--- START ---
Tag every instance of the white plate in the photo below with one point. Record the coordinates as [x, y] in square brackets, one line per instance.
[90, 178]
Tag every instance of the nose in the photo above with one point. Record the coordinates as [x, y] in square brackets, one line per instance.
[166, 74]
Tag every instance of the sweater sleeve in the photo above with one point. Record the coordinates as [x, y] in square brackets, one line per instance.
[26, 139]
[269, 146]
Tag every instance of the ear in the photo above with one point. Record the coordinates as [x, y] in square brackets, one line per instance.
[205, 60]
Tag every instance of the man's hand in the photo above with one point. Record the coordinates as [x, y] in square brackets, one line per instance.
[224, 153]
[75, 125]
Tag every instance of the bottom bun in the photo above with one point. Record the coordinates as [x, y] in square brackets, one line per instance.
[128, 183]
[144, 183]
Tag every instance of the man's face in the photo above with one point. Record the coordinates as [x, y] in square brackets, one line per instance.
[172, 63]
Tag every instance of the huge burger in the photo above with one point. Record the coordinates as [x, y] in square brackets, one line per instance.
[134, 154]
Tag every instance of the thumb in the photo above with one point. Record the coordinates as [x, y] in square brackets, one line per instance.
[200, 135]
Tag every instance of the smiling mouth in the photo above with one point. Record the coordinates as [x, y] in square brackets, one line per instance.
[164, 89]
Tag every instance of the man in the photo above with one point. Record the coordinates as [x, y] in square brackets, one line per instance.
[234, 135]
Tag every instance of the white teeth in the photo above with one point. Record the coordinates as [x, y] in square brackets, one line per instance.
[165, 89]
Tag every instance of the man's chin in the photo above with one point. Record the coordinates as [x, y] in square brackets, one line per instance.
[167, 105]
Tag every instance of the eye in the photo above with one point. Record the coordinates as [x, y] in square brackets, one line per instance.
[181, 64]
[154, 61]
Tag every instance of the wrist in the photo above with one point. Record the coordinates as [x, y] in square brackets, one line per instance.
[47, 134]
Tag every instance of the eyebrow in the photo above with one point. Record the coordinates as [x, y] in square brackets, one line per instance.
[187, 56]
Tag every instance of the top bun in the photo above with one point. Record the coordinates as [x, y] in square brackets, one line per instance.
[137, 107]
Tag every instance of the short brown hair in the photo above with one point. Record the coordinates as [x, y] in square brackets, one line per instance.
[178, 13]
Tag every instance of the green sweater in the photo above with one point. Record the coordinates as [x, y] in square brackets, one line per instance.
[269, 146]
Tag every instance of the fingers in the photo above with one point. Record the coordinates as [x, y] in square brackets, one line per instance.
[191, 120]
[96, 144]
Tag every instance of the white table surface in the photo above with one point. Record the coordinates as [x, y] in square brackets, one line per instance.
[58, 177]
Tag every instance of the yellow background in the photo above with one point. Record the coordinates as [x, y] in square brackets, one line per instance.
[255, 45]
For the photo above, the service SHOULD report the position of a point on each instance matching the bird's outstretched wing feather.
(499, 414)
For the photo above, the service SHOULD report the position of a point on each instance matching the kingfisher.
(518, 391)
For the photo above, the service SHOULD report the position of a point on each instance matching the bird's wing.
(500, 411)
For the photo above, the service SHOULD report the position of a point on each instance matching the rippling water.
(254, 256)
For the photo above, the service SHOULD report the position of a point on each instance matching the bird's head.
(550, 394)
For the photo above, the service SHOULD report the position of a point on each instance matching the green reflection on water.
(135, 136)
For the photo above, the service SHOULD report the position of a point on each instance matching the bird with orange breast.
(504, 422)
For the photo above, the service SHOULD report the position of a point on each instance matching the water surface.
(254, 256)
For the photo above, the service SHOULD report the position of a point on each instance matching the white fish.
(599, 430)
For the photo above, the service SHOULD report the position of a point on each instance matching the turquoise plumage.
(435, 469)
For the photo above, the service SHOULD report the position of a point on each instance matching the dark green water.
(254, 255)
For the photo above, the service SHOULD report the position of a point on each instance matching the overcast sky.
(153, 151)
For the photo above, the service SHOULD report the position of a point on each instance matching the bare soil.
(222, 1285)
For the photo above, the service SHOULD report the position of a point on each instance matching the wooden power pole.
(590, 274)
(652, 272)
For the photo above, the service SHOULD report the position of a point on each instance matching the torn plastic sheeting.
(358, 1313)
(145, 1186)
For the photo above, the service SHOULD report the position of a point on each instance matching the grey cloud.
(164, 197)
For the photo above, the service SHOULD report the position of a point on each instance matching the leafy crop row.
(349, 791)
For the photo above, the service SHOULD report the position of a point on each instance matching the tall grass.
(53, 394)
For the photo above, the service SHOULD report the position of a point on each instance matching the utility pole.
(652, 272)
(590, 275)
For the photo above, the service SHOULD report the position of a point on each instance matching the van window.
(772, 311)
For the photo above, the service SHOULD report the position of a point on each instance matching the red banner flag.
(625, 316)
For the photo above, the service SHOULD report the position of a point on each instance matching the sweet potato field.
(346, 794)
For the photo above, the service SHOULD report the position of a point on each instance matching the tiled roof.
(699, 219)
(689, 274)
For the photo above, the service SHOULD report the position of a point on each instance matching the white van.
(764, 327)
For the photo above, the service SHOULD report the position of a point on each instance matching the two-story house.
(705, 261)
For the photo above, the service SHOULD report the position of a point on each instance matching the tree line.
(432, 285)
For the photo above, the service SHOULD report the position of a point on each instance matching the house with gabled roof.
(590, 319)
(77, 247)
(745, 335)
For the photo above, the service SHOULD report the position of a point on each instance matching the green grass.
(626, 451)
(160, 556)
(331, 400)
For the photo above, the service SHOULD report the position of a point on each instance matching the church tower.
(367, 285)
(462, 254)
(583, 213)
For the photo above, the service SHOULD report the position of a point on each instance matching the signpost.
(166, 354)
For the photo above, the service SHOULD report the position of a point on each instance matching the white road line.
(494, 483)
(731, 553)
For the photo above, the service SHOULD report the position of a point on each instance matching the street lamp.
--- END ---
__Directions for this task__
The full listing is to be restated word for word.

__Reply to the exercise__
Tag every instance of the white plate in the photo below with one point. Record the coordinates as [x, y] in square brackets, one line per instance.
[90, 178]
Tag every instance of the nose in the photo above with one point. Record the coordinates as [x, y] in square brackets, one line per instance.
[166, 74]
Tag every instance of the sweater sleeve in the photo above with one point. Record the coordinates as [x, y] in square brackets, one line per instance.
[26, 139]
[269, 146]
Tag every instance of the ear in the photo above with one point. Record the coordinates as [x, y] in square brackets, one line per instance.
[205, 60]
Tag every instance of the man's hand in the photo above with one point. Record the coordinates as [x, y] in square brackets, one line per instance.
[224, 153]
[75, 125]
Tag every instance of the bottom bun in the photo above with one point. Record the coordinates as [x, y] in square brackets, one line per instance.
[128, 183]
[144, 183]
Tag every instance of the man's face in the photo above with one point. Record the coordinates as [x, y] in square brackets, one line per instance.
[172, 63]
Tag every instance of the huge burger in the photo above with one point. Record the coordinates as [x, y] in square brackets, one line per instance.
[134, 154]
Tag every instance of the thumb in the photo above with one point. Record the coordinates as [x, y] in square brackets, one line per instance.
[200, 135]
Tag every instance of the smiling mouth in the photo above with one point. Record the coordinates as [x, y] in square brackets, one line per instance.
[164, 89]
Tag every instance of the man in the photo above with one point. Record the coordinates as [x, y] in square brackets, one line per instance.
[234, 135]
Tag every instance of the white teeth in the photo above with one point. Record the coordinates as [x, y] in square brackets, one line per instance.
[165, 89]
Tag every instance of the man's chin in the photo above with one point. Record the coordinates as [x, y] in square brackets, one line per instance.
[167, 105]
Tag every instance of the eye in the photo above with one point. Record the coordinates as [x, y] in square brackets, one line per instance.
[181, 64]
[154, 61]
Tag every instance of the wrist in the photo above with one point. Record the coordinates as [x, y] in square brackets, one line per instance.
[47, 134]
Tag every instance of the eyebrow in the photo above with one point. Record the coordinates as [x, y] in square brackets, one line per instance.
[187, 56]
Tag every instance of the top bun in the photo above with one point. Record the coordinates as [x, y] in square brackets, one line per instance.
[137, 107]
Tag every instance of the short brown hair in the photo above with one point. Record the coordinates as [x, y] in square brackets, one line per instance.
[178, 13]
Tag every instance of the green sweater in the photo above with one point. Record the coordinates as [x, y] in square brackets, one line per instance.
[269, 146]
Tag every instance of the fingers in the photo above with one point. Record the coordinates as [x, y] in square brackets, one line per instance.
[191, 120]
[96, 144]
Tag every instance of the white table surface in the photo above with one point. Record the coordinates as [x, y] in square brackets, one line per instance.
[58, 177]
Tag every instance of the yellow background in the photo above with one point. Record the coordinates as [x, y] in square brackets, one line per instance.
[255, 45]
For the photo above, the service SHOULD report the position of a point on each instance matching the bird's outstretched wing feather.
(499, 414)
For the photo above, the service SHOULD report the position of a point on each instance matching the kingfisher.
(518, 391)
For the photo above, the service SHOULD report the position of a point on each instance matching the bird's wing.
(500, 411)
For the photo above, the service SHOULD report the position of a point on each instance matching the rippling water.
(254, 256)
For the photo above, the service SHOULD report the position of a point on each instance matching the bird's head.
(550, 394)
For the photo above, the service SHOULD report the position of a point on each instance matching the green reflection on water.
(135, 136)
For the photo above, the service SHOULD report the position of a point on each instance matching the bird with orange breast.
(504, 422)
For the photo above, the service SHOULD report the position of a point on each instance matching the water surface.
(254, 256)
For the photo above, the service SHOULD report the position of a point on each instance matching the white fish.
(599, 430)
For the photo above, the service SHOULD report the position of a point on each instance matching the turquoise plumage.
(435, 469)
For the photo above, the service SHOULD report the position of a point on each instance matching the dark green water.
(254, 255)
For the photo above, the service SHOULD report the position of a point on each instance matching the overcast sky.
(153, 151)
For the photo above, the service SHOULD report the position of a point on each instance matching the bare soil.
(222, 1285)
For the photo above, the service SHOULD report the position of a point on each instance matching the wooden power pole.
(590, 274)
(652, 272)
For the photo above, the service SHOULD report the position of a point on each instance matching the torn plastic sheeting.
(358, 1313)
(145, 1186)
For the photo above, the service SHOULD report the position of a point on each instance matching the grey cloud.
(164, 197)
For the photo above, the service SHOULD report the position of a point on each instance matching the leafy crop row.
(349, 791)
For the photo above, the service SHOULD report the position of a point on each instance matching the tall grass.
(53, 394)
For the photo above, the service SHOULD report the position of a point on each instance matching the utility pole.
(652, 272)
(590, 275)
For the photo above, the service SHOULD report the position of a point on each instance matching the van window.
(772, 311)
For the photo above, the service SHOULD report the position of a point on each instance matching the red banner flag.
(625, 316)
For the photo above, the service SHOULD report the position of a point on each instance matching the sweet potato field.
(346, 794)
For the photo above, the service SHOULD report the position of a point on each instance matching the tiled roof.
(699, 219)
(689, 274)
For the photo above, the service SHOULD report the position of a point on each instance matching the white van.
(764, 327)
For the photo above, the service SHOULD report the position of a point on each instance matching the two-story house.
(705, 261)
For the photo above, the service SHOULD report the position of a point on each instance matching the tree line.
(432, 285)
For the photo above, the service SHOULD report the position of a point on each instance matching the house with gabled roof.
(590, 319)
(77, 247)
(745, 335)
For the photo above, the service SHOULD report the position of a point on each instance matching the green grass.
(626, 451)
(160, 556)
(331, 400)
For the photo above, the service SHOULD report the position of a point on each instance matching the church tower.
(367, 285)
(462, 254)
(583, 213)
For the photo above, the service SHOULD report the position of a point on each instance matching the signpost.
(166, 354)
For the photo above, the service SHOULD report the position of a point on each instance matching the white road line.
(494, 483)
(731, 553)
For the photo above, the service SHOULD report the position of a point on each instance matching the street lamp.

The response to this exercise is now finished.